Object position labeling entries:
▬▬▬▬▬▬▬▬▬▬

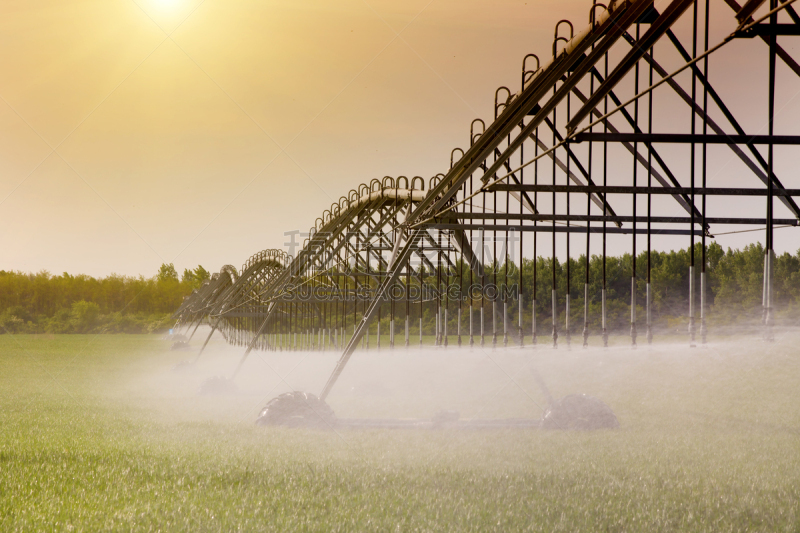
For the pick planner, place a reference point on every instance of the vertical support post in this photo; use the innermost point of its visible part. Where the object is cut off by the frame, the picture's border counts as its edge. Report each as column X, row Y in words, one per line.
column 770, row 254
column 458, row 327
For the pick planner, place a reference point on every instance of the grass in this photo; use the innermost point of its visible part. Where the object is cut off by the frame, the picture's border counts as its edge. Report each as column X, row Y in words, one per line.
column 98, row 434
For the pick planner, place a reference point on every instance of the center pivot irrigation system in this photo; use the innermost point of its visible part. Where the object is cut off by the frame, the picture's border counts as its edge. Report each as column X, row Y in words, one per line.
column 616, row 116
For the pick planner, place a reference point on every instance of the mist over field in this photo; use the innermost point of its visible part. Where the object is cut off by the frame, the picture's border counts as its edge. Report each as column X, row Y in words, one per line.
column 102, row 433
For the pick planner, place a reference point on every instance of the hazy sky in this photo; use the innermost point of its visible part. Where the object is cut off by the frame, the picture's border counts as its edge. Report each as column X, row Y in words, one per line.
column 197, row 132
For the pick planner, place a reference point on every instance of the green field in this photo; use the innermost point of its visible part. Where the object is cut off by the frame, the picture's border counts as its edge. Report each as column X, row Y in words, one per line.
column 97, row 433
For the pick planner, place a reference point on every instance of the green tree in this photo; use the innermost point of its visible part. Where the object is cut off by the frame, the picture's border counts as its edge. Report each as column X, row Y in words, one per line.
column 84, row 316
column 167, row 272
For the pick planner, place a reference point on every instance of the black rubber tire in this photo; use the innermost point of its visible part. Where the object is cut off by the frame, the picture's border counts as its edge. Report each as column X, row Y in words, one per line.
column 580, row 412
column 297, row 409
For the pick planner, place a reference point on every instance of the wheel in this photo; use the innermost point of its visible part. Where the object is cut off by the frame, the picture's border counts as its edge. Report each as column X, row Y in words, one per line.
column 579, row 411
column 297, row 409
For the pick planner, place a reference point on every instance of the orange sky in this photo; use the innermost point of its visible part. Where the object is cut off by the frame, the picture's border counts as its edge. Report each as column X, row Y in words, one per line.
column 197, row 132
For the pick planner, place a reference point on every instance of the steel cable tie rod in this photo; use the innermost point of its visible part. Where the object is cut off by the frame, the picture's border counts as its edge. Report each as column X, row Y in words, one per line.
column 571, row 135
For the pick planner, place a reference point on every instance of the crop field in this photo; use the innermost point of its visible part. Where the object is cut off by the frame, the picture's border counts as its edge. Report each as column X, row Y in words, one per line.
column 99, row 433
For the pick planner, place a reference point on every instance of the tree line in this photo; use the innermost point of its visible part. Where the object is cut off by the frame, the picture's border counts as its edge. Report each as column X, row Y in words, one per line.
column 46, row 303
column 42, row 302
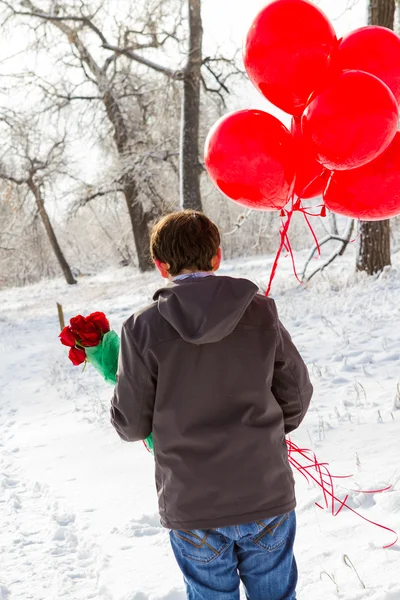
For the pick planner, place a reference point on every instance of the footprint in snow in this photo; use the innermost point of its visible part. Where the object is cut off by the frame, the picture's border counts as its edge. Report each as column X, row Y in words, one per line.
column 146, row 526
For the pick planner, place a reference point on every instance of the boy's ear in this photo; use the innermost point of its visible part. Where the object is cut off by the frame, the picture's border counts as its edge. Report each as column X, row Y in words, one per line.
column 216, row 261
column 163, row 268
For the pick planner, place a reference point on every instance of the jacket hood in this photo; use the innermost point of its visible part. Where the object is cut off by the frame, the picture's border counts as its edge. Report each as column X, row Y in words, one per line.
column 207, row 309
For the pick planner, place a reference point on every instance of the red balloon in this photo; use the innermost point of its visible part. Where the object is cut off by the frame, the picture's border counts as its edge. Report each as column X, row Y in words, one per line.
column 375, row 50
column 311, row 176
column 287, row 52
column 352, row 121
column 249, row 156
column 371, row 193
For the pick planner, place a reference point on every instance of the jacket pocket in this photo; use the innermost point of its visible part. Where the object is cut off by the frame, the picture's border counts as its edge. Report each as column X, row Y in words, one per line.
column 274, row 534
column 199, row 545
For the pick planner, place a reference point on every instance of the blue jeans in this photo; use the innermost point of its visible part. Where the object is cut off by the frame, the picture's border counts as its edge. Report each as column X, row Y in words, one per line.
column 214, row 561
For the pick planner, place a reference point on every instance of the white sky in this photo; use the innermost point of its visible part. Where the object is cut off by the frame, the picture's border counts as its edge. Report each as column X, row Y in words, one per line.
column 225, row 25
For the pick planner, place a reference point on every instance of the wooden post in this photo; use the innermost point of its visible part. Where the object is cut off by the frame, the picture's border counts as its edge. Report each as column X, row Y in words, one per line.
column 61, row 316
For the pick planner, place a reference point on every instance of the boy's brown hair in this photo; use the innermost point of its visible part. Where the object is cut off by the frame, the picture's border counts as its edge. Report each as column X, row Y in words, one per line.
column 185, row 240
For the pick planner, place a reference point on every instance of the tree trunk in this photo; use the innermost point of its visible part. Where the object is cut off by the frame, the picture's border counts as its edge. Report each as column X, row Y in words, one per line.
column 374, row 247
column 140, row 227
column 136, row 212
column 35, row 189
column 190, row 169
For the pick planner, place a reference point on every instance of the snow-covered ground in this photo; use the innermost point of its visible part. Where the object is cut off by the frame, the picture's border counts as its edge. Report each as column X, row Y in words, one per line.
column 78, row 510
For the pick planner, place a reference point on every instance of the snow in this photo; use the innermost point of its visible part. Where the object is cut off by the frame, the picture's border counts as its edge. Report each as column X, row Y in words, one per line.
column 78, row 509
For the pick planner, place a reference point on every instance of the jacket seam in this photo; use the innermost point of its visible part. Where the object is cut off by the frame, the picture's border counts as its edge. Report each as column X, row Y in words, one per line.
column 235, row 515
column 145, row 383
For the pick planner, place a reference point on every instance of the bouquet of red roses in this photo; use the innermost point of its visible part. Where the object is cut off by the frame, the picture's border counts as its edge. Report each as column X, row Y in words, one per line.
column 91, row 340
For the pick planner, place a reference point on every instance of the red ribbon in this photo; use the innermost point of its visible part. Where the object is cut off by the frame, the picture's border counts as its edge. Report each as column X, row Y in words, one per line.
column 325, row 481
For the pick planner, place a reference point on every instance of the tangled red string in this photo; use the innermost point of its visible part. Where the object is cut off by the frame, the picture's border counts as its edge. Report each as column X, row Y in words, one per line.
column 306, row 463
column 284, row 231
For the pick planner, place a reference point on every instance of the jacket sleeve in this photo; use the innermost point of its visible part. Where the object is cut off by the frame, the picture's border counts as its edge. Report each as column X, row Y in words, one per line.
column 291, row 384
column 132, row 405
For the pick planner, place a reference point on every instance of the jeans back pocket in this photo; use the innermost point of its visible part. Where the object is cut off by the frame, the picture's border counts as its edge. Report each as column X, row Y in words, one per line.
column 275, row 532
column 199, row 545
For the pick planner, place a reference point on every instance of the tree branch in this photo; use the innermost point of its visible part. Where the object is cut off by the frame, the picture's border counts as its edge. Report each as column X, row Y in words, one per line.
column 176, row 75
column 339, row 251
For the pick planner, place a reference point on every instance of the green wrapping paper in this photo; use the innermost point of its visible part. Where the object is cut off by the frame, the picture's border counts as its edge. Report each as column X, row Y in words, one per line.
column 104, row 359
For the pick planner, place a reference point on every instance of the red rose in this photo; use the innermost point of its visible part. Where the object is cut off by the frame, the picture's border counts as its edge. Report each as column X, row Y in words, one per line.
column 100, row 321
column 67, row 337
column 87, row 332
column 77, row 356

▬▬▬▬▬▬▬▬▬▬

EXERCISE INSTRUCTIONS: Copy out the entries word for word, beginning at the start of the entries and continuing through the line that contains "column 458, row 327", and leave the pictures out of your answer.

THE REPLY:
For the pick planner, place a reference point on every instance of the vertical support post in this photo; use the innermost point of its visible part. Where the object is cut off by the frame, the picture's border counts as its edge. Report each as column X, row Y in words, one per line.
column 770, row 254
column 458, row 327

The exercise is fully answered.